> _Exercise aim_: Using the records underneath, tally the lines where the word "area" appears and please give only the count.
===== Record excerpts =====
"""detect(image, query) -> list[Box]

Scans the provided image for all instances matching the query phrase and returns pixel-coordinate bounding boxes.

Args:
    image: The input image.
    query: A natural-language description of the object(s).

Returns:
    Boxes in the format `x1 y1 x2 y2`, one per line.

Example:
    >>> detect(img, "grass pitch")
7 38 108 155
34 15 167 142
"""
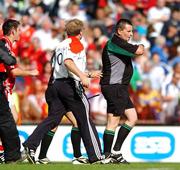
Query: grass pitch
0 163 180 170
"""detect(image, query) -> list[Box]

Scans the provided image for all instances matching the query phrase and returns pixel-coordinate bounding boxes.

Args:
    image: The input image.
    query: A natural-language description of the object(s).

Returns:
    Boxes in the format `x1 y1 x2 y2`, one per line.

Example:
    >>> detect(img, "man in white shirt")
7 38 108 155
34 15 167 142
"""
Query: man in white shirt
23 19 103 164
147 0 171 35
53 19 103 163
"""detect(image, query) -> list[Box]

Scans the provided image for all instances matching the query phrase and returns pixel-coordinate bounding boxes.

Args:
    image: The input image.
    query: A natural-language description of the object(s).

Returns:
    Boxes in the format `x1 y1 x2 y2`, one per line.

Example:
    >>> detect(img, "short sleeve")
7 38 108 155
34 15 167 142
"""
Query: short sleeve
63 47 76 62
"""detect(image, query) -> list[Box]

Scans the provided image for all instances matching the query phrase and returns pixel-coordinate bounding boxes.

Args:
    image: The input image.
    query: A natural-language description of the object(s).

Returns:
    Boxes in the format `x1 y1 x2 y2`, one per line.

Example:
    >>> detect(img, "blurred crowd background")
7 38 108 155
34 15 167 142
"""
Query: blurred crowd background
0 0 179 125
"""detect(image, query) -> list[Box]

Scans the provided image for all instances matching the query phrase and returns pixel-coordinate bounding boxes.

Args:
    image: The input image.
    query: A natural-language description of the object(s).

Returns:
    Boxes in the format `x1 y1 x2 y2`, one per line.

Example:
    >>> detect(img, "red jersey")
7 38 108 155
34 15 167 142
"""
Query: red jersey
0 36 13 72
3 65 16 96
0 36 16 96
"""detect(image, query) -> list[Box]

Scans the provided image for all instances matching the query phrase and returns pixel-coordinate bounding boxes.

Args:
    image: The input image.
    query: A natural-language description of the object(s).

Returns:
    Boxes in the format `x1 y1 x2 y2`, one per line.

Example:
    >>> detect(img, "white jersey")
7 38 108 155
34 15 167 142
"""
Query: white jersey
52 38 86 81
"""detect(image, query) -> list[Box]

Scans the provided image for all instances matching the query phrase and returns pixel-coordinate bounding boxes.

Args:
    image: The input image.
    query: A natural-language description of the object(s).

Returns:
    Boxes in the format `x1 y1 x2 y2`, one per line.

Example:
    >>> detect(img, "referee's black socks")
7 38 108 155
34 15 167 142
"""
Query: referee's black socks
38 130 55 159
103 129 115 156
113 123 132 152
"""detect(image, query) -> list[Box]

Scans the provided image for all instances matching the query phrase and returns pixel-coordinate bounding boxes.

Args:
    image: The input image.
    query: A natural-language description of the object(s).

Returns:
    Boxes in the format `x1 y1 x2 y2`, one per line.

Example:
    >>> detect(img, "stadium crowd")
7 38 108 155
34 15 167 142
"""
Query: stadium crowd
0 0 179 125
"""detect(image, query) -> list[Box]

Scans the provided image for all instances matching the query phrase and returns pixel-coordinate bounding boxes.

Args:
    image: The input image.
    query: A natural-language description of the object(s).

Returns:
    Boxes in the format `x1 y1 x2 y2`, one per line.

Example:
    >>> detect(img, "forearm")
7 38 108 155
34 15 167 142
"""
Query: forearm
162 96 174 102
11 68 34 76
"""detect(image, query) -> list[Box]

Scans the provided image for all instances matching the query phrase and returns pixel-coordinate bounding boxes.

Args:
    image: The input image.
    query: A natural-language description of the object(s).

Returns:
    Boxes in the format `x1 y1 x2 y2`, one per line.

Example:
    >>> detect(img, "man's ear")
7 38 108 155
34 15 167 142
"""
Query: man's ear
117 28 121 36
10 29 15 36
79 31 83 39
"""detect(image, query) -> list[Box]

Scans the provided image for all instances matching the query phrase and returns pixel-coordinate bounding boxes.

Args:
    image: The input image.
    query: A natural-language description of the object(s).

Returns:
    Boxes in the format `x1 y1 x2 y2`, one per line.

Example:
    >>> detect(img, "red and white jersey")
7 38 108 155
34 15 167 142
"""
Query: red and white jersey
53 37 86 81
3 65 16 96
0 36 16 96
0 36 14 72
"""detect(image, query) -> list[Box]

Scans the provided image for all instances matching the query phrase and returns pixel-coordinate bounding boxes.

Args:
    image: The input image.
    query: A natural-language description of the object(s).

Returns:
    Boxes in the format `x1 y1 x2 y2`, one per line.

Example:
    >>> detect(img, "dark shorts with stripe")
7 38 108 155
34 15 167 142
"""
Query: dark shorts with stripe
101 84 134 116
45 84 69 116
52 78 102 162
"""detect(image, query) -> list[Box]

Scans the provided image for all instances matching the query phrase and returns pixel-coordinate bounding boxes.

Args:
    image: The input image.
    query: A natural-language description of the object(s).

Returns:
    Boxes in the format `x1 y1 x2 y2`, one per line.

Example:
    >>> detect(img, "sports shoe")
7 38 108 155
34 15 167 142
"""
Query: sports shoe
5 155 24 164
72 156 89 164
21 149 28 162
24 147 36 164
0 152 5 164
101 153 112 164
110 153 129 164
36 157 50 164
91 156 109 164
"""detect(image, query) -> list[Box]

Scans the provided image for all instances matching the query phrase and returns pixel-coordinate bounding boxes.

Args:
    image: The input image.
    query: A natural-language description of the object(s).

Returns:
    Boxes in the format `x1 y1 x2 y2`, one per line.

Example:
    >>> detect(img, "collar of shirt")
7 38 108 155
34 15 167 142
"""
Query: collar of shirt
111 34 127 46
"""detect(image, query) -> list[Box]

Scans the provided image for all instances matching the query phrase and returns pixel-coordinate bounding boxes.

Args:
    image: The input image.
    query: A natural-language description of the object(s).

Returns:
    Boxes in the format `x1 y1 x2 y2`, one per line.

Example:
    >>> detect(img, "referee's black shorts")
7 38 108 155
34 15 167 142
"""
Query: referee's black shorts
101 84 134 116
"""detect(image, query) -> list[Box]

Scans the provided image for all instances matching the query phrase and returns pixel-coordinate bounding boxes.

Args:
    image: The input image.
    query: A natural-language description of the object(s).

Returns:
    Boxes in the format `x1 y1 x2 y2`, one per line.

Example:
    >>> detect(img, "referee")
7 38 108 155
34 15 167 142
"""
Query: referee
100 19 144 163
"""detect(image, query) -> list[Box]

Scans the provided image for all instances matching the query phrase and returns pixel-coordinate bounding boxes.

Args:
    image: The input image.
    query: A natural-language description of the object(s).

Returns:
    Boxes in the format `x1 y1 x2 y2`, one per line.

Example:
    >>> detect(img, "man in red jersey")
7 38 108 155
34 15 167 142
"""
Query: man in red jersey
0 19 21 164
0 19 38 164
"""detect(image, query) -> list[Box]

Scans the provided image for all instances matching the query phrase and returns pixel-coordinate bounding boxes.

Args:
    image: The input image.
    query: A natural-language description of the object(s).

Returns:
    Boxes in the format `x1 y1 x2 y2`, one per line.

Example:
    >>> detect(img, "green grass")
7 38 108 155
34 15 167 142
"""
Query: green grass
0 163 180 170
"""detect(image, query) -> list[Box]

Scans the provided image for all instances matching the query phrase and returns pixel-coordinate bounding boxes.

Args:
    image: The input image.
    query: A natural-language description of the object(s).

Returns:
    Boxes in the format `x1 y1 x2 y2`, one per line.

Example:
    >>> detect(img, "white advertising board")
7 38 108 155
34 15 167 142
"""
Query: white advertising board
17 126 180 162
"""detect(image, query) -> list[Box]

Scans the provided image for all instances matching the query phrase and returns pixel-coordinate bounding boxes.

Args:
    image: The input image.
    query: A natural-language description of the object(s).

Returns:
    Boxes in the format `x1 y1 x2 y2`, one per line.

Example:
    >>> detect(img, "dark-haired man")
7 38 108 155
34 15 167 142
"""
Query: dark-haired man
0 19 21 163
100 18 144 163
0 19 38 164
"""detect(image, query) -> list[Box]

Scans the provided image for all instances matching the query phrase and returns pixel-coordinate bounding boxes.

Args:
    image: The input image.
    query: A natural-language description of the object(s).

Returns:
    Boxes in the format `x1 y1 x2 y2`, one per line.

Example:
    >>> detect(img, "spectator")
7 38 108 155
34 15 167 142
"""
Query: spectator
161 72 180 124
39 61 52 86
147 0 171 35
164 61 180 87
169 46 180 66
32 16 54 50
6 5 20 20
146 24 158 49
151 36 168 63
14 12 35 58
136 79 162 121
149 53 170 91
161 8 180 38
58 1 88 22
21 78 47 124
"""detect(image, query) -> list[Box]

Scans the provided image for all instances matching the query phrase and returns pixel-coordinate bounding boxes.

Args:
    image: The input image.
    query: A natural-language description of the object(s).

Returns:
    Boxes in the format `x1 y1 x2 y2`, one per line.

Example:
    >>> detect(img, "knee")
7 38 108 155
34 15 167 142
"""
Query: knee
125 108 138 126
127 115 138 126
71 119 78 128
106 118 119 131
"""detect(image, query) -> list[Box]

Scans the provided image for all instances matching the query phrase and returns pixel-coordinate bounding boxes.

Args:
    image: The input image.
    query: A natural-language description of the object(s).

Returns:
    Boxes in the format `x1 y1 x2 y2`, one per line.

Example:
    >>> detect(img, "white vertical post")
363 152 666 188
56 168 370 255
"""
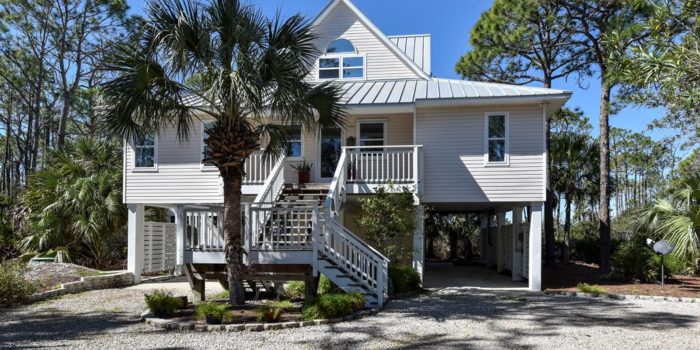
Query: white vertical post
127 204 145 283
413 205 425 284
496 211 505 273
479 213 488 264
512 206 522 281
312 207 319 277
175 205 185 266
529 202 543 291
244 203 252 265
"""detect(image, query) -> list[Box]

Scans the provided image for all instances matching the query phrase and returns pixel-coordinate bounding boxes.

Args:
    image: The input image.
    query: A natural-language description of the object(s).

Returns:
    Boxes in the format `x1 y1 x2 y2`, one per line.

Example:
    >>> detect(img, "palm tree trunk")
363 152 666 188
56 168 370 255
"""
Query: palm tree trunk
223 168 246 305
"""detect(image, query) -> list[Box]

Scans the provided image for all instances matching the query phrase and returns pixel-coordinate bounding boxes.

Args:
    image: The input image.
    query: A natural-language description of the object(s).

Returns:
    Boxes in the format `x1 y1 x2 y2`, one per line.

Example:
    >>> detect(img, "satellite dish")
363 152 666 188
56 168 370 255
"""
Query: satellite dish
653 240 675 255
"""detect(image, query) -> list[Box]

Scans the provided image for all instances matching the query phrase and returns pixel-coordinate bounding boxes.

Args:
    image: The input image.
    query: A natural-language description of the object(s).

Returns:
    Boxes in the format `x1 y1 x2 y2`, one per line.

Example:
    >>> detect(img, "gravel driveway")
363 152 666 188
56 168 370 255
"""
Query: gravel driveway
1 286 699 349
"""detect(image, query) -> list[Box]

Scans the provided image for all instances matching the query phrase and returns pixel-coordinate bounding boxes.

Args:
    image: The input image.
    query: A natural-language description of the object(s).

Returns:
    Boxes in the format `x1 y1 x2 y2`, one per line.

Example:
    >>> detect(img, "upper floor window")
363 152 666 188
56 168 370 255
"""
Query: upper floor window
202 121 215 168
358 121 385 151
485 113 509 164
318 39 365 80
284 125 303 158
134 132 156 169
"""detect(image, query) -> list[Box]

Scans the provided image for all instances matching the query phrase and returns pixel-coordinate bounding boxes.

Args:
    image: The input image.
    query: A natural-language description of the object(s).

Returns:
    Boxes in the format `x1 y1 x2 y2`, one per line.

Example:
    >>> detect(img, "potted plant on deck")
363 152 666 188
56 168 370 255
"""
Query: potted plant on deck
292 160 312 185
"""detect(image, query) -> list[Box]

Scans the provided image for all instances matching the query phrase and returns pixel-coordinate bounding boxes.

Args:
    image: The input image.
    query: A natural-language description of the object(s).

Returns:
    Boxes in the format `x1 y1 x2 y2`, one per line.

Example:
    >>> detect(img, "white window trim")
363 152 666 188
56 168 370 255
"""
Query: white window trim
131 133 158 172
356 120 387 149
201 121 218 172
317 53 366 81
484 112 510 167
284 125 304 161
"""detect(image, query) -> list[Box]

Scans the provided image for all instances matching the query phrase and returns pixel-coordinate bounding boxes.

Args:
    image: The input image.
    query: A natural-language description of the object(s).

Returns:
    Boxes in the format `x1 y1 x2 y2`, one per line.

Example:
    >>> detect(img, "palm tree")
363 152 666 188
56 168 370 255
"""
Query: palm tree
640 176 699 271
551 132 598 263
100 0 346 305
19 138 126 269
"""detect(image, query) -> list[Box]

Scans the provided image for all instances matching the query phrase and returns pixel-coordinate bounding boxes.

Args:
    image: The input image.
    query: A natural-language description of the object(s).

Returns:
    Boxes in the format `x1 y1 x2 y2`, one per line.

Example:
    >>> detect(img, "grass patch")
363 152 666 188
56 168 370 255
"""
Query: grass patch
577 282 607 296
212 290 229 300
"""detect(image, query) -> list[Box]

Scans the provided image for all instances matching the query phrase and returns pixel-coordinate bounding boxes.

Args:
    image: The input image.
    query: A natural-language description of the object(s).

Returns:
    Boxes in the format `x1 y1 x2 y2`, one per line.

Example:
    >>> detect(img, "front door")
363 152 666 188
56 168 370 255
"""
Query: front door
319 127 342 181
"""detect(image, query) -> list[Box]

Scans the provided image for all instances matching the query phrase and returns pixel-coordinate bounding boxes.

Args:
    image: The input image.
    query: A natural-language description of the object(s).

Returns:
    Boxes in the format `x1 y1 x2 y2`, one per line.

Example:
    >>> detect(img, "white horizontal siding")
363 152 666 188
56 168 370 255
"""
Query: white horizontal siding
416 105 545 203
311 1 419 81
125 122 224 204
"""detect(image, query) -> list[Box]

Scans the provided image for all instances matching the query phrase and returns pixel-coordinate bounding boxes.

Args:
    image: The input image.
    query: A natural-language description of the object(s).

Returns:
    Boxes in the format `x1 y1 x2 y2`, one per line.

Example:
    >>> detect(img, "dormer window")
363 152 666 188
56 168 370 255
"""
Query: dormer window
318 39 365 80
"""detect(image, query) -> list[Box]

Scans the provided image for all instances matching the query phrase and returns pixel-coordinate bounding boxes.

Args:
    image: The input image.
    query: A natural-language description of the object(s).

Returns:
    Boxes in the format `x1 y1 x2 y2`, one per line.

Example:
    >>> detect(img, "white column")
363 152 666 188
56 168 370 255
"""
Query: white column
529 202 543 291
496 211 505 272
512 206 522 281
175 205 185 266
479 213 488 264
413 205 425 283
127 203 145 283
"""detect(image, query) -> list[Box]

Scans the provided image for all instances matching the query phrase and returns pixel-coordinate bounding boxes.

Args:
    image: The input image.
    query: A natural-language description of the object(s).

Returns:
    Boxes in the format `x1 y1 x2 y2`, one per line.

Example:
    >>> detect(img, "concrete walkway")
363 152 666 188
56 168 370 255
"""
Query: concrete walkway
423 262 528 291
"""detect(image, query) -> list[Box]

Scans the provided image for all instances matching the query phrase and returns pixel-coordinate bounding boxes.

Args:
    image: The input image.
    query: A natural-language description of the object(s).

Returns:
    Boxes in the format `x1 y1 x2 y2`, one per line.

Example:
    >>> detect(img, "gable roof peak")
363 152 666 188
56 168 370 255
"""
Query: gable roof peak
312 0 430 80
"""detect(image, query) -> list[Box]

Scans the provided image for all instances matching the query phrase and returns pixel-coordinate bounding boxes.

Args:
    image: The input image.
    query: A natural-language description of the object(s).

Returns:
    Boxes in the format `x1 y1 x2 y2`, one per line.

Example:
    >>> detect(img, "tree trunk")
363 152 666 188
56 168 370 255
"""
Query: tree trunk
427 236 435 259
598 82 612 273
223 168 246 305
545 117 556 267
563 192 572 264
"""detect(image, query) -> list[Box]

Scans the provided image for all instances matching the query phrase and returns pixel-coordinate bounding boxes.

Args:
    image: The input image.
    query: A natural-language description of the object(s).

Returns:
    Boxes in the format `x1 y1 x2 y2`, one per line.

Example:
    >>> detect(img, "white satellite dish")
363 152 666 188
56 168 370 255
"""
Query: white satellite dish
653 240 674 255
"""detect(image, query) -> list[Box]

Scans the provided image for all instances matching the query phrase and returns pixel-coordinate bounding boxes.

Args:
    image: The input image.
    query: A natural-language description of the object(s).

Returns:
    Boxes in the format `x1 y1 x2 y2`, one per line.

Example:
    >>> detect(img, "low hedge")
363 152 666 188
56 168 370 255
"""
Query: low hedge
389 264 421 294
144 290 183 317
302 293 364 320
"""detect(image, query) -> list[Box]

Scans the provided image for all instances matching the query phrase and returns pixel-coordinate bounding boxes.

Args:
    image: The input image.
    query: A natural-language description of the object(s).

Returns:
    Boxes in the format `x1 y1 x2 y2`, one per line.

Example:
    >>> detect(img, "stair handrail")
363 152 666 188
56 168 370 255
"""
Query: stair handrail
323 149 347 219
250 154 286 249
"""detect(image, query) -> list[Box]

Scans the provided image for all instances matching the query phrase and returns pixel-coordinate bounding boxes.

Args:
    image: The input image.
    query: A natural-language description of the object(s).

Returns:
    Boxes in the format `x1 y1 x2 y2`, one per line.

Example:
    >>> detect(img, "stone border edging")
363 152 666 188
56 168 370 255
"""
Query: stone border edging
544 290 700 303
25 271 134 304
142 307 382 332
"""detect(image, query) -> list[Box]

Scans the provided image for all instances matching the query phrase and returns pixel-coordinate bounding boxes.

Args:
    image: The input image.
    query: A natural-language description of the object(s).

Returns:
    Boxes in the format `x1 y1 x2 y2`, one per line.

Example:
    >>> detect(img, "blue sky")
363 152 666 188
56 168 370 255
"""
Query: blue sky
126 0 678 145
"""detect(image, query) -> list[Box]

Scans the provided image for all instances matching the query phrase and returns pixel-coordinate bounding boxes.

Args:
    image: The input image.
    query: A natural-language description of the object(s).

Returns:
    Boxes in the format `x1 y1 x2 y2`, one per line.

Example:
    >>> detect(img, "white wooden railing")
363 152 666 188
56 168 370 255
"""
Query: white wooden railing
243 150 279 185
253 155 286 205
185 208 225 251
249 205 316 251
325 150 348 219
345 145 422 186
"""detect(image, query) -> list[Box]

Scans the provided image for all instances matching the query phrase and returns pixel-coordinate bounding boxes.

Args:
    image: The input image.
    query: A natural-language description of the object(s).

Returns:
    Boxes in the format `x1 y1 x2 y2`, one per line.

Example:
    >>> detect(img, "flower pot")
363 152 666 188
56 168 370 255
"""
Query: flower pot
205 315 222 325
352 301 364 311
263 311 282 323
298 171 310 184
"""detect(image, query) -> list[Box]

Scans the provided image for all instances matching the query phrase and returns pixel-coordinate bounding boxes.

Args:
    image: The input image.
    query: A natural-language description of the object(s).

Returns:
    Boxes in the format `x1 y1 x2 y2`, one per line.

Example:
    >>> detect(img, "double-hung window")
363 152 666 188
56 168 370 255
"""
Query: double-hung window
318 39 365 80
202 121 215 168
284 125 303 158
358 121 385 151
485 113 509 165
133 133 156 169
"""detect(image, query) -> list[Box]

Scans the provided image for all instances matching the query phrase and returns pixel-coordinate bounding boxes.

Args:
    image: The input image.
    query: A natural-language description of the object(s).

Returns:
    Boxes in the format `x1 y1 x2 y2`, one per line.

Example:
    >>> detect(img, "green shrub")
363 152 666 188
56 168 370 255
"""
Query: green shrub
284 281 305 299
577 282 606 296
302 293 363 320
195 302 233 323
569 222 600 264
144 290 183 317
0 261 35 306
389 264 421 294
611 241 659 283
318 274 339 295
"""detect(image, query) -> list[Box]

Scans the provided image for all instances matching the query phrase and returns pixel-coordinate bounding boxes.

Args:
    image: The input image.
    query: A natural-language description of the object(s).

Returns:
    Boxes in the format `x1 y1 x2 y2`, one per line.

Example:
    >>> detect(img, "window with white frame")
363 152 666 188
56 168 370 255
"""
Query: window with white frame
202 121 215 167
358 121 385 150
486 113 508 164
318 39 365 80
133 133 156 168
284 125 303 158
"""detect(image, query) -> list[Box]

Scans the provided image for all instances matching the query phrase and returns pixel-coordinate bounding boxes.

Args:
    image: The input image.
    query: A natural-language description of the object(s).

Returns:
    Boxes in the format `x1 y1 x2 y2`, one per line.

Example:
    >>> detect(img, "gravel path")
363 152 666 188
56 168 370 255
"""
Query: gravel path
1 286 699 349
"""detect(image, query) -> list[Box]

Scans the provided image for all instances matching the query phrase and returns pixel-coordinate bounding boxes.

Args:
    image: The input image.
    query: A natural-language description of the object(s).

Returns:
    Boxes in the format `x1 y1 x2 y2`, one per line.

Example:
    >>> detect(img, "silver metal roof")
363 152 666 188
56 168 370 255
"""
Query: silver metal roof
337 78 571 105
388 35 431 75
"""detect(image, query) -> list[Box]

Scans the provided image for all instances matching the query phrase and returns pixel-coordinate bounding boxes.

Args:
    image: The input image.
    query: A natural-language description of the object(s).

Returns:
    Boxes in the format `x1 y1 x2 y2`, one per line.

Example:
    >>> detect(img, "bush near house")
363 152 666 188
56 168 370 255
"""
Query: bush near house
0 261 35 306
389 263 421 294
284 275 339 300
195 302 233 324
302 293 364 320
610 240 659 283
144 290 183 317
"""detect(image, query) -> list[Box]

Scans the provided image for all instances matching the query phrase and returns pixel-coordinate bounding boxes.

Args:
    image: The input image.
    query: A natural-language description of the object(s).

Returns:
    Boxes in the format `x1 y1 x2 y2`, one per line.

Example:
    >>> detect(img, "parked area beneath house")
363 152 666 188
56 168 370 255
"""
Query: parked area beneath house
=====
> _Final answer_: 2